> **TEXT UNDER STUDY**:
-------
Amos Bertolacci studies Albert the Great’s (1205-1280) different strategies for minimizing the disagreements between Averroes and Avicenna. As Bertolacci’s writes, “Averroes’ attacks … are not occasional and incidental diversions, but rather represent a leitmotiv and concentric attack …” (p. 397). This observation does not go far enough: Averroes’ attacks on Avicenna extend to medicine as well and, more importantly, are just the most extreme example of the rejection of Avicenna by scholars in the Maghreb. Albert’s efforts are classified as “material” (simply omitting Averroes’ criticisms), “stylistic” (avoiding joint mention of the two when discussing a particular issue), and “doctrinal” (a theoretical accommodation on the most crucial issues); separate sections of the article discuss each of the above.
-------
> **DATASET CONTENT**:

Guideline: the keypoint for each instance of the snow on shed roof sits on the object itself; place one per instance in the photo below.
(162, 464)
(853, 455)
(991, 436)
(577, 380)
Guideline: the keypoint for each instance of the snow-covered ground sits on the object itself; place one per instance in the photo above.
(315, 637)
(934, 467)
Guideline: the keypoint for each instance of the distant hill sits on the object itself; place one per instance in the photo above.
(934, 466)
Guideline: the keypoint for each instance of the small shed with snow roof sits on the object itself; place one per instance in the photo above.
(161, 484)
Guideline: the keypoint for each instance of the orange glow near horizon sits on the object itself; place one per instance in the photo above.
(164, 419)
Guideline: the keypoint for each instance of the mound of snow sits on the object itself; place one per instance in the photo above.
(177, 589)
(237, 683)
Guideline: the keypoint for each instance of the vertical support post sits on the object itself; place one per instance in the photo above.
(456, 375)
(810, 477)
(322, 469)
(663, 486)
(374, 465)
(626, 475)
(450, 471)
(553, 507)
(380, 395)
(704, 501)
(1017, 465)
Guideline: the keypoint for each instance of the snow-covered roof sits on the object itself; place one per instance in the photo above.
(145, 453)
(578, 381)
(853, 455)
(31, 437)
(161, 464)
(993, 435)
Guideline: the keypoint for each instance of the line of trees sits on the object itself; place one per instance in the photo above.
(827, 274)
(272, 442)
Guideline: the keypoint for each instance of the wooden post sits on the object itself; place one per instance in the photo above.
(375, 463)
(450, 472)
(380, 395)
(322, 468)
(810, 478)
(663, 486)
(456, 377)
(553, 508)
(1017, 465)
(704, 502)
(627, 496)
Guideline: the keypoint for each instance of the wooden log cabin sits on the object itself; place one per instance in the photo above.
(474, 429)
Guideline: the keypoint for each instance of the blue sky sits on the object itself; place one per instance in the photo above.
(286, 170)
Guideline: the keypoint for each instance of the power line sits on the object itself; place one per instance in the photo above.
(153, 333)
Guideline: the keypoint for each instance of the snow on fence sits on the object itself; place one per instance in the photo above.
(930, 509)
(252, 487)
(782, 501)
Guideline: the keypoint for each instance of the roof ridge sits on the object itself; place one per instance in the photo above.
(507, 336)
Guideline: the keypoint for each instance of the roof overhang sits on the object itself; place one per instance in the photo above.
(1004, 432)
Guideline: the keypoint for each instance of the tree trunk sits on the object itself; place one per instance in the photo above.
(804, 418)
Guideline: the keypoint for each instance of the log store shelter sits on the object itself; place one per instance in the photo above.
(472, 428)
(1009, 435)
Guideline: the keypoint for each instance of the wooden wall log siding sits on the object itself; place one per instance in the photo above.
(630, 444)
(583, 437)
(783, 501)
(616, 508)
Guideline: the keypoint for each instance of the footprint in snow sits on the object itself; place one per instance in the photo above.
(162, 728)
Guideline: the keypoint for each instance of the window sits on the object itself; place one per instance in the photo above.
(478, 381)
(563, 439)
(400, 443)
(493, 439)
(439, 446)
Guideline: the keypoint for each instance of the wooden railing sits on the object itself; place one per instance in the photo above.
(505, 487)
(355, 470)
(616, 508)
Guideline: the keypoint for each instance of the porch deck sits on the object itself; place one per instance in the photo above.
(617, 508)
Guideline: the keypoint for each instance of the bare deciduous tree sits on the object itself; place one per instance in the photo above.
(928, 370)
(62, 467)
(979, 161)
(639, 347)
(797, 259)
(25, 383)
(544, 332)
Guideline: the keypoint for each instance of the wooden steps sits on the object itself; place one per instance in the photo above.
-------
> **PROBLEM**:
Extend the passage on Albert the Great, starting right after its last sentence. The material comes from a source unrelated to the passage on Albert the Great.

> **RESULT FOR THIS EXERCISE**:
Cecilia Trifolgi studies Roger Bacon (d. a. 1292), who clearly makes more use of Avicenna than the other Latins. Surprisingly, in his Communia naturalium Bacon appeals more to Avicenna’s Metaphysics than to his Physics. The reason seems to be that Bacon is particularly interested in the fundamental rules governing how nature operates, and these are consigned by Avicenna to metaphysics. By no means does Bacon agree with Avicenna on all points; however, rather than confronting him, Bacon cleverly claims that the views he deems unacceptable are not Avicenna’s own, but rather opinions cited from others. Avicenna is their recitator, not their auctor. Like several other contributors, Trifolgi appends to her close analysis of selected examples a full listing of references to Avicenna.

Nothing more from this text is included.